[BEGIN Data extract]
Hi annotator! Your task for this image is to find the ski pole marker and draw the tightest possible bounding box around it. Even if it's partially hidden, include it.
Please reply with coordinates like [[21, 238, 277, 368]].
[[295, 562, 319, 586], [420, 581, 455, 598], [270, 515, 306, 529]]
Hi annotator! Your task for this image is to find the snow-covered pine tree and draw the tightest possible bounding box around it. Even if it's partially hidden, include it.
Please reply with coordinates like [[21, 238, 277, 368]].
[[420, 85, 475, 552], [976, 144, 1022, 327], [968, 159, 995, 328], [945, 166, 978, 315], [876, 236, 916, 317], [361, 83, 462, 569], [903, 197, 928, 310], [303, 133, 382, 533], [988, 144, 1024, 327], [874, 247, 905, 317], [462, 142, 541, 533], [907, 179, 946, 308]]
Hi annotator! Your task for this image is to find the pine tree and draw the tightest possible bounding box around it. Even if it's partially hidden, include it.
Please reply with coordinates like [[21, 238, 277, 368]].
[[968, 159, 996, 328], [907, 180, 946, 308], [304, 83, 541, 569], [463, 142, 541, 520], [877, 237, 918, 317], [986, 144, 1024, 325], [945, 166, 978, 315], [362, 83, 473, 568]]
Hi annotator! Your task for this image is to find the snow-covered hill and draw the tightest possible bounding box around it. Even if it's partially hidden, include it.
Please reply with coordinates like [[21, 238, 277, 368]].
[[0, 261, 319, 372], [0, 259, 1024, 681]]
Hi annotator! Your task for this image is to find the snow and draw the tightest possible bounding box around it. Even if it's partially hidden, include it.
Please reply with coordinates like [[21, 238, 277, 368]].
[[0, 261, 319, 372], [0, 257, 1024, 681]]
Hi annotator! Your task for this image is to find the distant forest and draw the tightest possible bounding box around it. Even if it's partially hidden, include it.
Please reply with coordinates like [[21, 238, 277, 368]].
[END Data extract]
[BEGIN Data extract]
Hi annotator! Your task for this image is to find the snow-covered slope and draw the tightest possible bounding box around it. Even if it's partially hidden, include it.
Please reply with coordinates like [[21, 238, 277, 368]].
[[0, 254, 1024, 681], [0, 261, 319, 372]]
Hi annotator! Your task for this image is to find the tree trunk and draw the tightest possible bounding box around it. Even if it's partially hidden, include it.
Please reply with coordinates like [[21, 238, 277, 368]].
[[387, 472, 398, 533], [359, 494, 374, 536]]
[END Data extract]
Short task:
Copy out the material word for word, starting with the line that contains "find the ski" and continuing through the line that contains "515, 306, 529]]". Include both of those lines.

Completed exercise:
Hi annotator! Your task for this image is to find the ski pole marker and draw the tightest possible bounding box around it. Even if it's partially hidden, include it.
Please reply with coordinates like [[21, 238, 277, 368]].
[[295, 562, 319, 586], [420, 581, 455, 598], [270, 515, 306, 529]]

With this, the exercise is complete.